## Provided records
BEGIN
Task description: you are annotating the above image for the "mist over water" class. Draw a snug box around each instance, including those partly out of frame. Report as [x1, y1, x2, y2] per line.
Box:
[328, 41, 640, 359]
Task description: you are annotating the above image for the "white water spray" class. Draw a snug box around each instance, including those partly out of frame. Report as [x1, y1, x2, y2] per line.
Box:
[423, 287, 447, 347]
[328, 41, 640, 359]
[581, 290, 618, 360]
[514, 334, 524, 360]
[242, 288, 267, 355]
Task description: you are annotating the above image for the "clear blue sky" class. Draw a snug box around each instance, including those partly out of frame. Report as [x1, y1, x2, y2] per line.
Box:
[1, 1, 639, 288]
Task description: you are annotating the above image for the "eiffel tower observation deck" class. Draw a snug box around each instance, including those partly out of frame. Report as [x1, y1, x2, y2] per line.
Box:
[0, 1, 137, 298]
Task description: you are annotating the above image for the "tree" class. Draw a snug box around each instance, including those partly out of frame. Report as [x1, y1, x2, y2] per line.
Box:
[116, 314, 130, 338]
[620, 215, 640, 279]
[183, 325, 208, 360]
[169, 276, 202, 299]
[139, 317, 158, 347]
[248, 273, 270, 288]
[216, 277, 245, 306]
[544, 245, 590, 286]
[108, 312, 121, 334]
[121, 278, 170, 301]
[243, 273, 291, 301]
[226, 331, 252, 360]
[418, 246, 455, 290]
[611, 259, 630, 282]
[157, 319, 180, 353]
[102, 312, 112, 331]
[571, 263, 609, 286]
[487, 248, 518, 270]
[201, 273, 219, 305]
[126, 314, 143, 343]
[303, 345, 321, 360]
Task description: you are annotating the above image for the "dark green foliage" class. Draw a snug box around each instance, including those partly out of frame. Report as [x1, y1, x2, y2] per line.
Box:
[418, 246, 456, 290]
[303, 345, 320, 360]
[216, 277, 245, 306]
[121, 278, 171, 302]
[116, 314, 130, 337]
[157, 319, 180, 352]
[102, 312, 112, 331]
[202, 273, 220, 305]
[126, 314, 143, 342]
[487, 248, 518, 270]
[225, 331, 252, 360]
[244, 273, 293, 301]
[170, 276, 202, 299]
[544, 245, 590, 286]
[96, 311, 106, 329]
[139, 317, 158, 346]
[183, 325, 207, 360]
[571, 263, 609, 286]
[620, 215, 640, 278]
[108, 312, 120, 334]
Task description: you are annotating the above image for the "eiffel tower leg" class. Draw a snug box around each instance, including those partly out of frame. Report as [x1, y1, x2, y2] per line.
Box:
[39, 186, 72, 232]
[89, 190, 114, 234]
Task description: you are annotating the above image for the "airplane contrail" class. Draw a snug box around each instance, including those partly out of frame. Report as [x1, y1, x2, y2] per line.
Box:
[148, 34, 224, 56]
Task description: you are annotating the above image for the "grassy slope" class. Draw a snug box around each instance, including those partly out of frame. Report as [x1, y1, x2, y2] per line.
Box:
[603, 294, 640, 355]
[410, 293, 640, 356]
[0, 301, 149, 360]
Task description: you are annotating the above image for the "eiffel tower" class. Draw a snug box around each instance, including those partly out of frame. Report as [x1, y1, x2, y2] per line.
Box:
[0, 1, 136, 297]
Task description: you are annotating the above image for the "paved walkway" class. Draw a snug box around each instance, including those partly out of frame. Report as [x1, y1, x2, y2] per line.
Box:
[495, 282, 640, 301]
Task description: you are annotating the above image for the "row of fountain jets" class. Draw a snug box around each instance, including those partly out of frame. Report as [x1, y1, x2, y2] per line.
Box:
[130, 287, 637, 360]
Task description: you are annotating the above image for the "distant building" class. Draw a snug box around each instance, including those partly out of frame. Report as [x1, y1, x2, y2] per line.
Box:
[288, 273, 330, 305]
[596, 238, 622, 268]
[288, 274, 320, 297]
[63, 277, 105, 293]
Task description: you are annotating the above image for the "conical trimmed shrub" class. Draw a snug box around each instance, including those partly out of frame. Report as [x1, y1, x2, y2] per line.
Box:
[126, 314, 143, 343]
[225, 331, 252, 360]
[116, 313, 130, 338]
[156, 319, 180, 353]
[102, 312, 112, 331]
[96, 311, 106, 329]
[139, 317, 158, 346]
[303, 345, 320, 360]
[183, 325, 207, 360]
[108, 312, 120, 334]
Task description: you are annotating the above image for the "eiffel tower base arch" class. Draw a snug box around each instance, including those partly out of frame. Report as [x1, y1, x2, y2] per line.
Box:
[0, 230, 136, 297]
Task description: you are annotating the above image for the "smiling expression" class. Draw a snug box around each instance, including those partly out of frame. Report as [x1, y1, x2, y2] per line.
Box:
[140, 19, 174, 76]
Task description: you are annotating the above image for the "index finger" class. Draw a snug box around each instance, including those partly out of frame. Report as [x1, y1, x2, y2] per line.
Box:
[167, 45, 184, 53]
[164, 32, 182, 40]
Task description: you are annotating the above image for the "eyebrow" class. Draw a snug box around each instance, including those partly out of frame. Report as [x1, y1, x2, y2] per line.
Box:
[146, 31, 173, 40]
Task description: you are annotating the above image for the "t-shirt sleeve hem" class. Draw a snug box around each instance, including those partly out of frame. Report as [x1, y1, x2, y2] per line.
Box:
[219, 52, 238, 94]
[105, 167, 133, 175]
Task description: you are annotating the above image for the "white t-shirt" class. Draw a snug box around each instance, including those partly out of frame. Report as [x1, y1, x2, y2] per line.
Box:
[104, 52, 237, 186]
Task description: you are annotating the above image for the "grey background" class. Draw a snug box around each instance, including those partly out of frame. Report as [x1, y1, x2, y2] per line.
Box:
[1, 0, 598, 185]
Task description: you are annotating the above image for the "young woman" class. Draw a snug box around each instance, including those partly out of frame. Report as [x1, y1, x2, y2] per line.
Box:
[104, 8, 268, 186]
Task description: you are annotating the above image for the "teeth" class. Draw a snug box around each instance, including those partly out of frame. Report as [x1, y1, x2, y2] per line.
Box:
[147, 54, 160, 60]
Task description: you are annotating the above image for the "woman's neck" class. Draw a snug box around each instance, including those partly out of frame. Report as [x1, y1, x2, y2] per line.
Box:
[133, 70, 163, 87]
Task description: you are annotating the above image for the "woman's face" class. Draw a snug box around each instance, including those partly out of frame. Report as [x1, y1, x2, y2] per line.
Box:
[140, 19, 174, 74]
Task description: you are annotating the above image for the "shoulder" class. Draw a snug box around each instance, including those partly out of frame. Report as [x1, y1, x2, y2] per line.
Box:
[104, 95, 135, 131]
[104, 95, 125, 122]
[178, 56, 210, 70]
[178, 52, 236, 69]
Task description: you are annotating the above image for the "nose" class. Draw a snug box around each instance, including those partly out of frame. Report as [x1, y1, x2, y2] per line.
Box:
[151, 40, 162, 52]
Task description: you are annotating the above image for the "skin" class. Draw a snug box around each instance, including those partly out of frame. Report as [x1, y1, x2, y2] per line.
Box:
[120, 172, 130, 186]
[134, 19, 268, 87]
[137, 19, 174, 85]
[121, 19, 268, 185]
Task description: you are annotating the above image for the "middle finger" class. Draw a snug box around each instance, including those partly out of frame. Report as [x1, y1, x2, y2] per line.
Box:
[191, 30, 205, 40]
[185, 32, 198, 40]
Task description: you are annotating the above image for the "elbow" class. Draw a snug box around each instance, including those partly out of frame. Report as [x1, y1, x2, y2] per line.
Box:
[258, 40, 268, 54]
END
## What this task involves
Search the listing for the word "eiffel" and return each line that holds it.

## Response to this task
Task description: you are annotating the above image for the "eiffel tower observation deck" class. Draw a snug box around each instance, including those partly out of frame. Report as [x1, y1, x2, y2] per line.
Task description: you are annotating the above image for the "eiffel tower leg" class. Draw a snug box around each instance, including those partly out of frame. Report as [x1, y1, x2, y2] per line.
Task description: you are annotating the above image for the "eiffel tower" class. Draw a snug box around each instance, including those partly out of frame. Report as [x1, y1, x2, y2] per line.
Task description: you are annotating the above image for the "eiffel tower base arch" class. Draw a snug box around each instance, including those partly out of frame. Report as [x1, y1, x2, y2] per line.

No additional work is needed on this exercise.